--- Work order ---
Reproduce the whole of the data exactly.

--- Entries supplied ---

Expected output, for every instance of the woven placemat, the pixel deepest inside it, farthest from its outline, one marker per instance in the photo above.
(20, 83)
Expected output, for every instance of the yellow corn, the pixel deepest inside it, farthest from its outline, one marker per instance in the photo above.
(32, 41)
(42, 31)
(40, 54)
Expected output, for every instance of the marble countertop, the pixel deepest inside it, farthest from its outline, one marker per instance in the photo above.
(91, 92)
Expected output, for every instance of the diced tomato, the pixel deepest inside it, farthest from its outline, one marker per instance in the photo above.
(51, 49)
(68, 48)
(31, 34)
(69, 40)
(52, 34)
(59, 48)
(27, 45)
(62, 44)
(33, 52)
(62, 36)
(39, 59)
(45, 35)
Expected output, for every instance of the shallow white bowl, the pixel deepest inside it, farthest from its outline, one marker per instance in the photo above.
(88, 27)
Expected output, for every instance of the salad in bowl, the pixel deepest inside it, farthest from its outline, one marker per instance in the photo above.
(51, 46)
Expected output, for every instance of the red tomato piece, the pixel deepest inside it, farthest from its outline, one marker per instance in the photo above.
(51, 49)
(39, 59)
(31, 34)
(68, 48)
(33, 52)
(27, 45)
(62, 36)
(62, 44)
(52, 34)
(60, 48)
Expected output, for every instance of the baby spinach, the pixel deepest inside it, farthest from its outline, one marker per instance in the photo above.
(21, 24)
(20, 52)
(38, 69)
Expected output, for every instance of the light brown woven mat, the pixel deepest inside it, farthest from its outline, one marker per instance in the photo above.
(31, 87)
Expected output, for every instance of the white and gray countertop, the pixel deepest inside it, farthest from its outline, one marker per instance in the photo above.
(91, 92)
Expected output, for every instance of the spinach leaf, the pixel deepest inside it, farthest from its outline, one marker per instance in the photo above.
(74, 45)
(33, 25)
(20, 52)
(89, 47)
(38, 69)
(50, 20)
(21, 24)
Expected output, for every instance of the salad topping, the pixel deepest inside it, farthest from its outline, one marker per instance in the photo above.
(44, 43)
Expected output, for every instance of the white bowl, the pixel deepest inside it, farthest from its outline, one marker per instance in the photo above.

---

--- Solution for this problem ---
Expected output, for every instance of the woven placemat, the pixel deepest inside it, farthest from its outline, one marker per instance in the photo above.
(20, 83)
Expected output, for every instance of the yellow corn, the pixel deepest inside it, farthest from its outline, one marker per instance in the photo above.
(32, 41)
(42, 31)
(40, 54)
Expected output, for every instance of the marble countertop, the pixel deepest inside it, farthest from its outline, one marker per instance in the photo above.
(91, 92)
Expected output, for every instance of the diced tomato, the pixel deepest inside it, farthest from its outline, one marker per instance in the photo above.
(51, 49)
(68, 48)
(31, 34)
(69, 40)
(52, 34)
(59, 48)
(27, 45)
(62, 44)
(33, 52)
(62, 36)
(39, 59)
(45, 35)
Expected output, for every instance of the shallow white bowl, the pixel deepest inside it, farthest from its outline, one marker per instance in the photo above.
(88, 27)
Expected output, for every instance of the salad in bowl, the pixel deepest inside it, farthest from its outline, one marker per instance in the photo above.
(51, 46)
Expected output, for every instance of the red tomato piece, the pixel deepest inside it, farthest from its outline, one marker per instance in the photo above.
(51, 49)
(39, 59)
(31, 34)
(68, 48)
(33, 52)
(27, 45)
(62, 36)
(62, 44)
(52, 34)
(60, 48)
Expected output, for every instance of the baby spinach, the pixel deepest inside it, farthest from its outline, one marker per instance in the photo above.
(21, 24)
(20, 52)
(38, 69)
Expected output, for every instance of the light brown woven mat, the pixel deepest inside it, farthest from its outline, one marker per instance in the photo above.
(31, 87)
Expected output, for every instance of the white and gray countertop, the pixel deepest inside it, farthest from its outline, one marker per instance in the photo above.
(91, 92)
Expected output, for every instance of the spinach leaf, the pixel deepest inside it, farthest from its outline, one marker per instance in the photo above.
(74, 45)
(33, 25)
(20, 52)
(89, 47)
(38, 69)
(50, 20)
(21, 24)
Expected output, for every instance of the salad topping, the pixel deepest inside it, farthest from its outline, one marker per instance in the photo above.
(44, 43)
Expected output, for every instance of the white bowl, the pixel deepest inside it, farthest from its outline, one marker per instance in the photo above.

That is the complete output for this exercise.